- DO THIS:
Copy every one of the rows below line for line, changing nothing.

- DATASET ROWS:

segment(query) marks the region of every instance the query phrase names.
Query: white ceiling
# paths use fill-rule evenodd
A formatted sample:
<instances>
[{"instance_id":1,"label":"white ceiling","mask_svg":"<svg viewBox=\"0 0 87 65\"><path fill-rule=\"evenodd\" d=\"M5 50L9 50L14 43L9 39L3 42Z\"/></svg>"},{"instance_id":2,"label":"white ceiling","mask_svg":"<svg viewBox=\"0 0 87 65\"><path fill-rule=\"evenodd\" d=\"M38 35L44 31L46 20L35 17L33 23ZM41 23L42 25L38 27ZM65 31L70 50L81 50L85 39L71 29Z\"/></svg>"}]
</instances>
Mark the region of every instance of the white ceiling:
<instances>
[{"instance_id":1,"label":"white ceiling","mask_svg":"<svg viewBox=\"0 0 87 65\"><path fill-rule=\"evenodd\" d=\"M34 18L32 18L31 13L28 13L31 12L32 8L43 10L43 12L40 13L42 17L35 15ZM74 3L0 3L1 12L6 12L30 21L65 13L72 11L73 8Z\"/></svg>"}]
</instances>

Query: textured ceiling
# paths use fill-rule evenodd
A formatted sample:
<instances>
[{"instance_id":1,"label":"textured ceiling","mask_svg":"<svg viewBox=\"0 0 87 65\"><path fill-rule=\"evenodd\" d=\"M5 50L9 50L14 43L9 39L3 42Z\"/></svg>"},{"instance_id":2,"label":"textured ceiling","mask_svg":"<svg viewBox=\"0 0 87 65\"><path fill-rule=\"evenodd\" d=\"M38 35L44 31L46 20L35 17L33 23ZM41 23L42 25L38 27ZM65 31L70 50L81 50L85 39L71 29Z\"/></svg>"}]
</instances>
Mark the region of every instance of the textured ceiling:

- TASK ANSWER:
segment(query) marks the region of every instance the query phrase names.
Query: white ceiling
# paths use fill-rule evenodd
A formatted sample:
<instances>
[{"instance_id":1,"label":"white ceiling","mask_svg":"<svg viewBox=\"0 0 87 65\"><path fill-rule=\"evenodd\" d=\"M5 50L9 50L14 43L9 39L3 42Z\"/></svg>"},{"instance_id":2,"label":"white ceiling","mask_svg":"<svg viewBox=\"0 0 87 65\"><path fill-rule=\"evenodd\" d=\"M38 35L44 31L46 20L35 17L33 23ZM41 23L42 25L38 27ZM65 31L70 50L81 50L85 39L71 29Z\"/></svg>"}]
</instances>
Mark the region of every instance of the white ceiling:
<instances>
[{"instance_id":1,"label":"white ceiling","mask_svg":"<svg viewBox=\"0 0 87 65\"><path fill-rule=\"evenodd\" d=\"M34 18L32 18L31 13L28 13L31 12L32 8L43 10L43 12L40 13L42 17L35 15ZM74 3L0 3L1 12L6 12L30 21L65 13L72 11L73 8Z\"/></svg>"}]
</instances>

Query: textured ceiling
# paths use fill-rule evenodd
A formatted sample:
<instances>
[{"instance_id":1,"label":"textured ceiling","mask_svg":"<svg viewBox=\"0 0 87 65\"><path fill-rule=\"evenodd\" d=\"M5 50L9 50L14 43L9 39L3 42Z\"/></svg>"},{"instance_id":2,"label":"textured ceiling","mask_svg":"<svg viewBox=\"0 0 87 65\"><path fill-rule=\"evenodd\" d=\"M38 35L44 31L46 20L35 17L33 23ZM41 23L42 25L38 27ZM65 31L70 50L81 50L85 39L71 29Z\"/></svg>"}]
</instances>
Mark the region of every instance of the textured ceiling:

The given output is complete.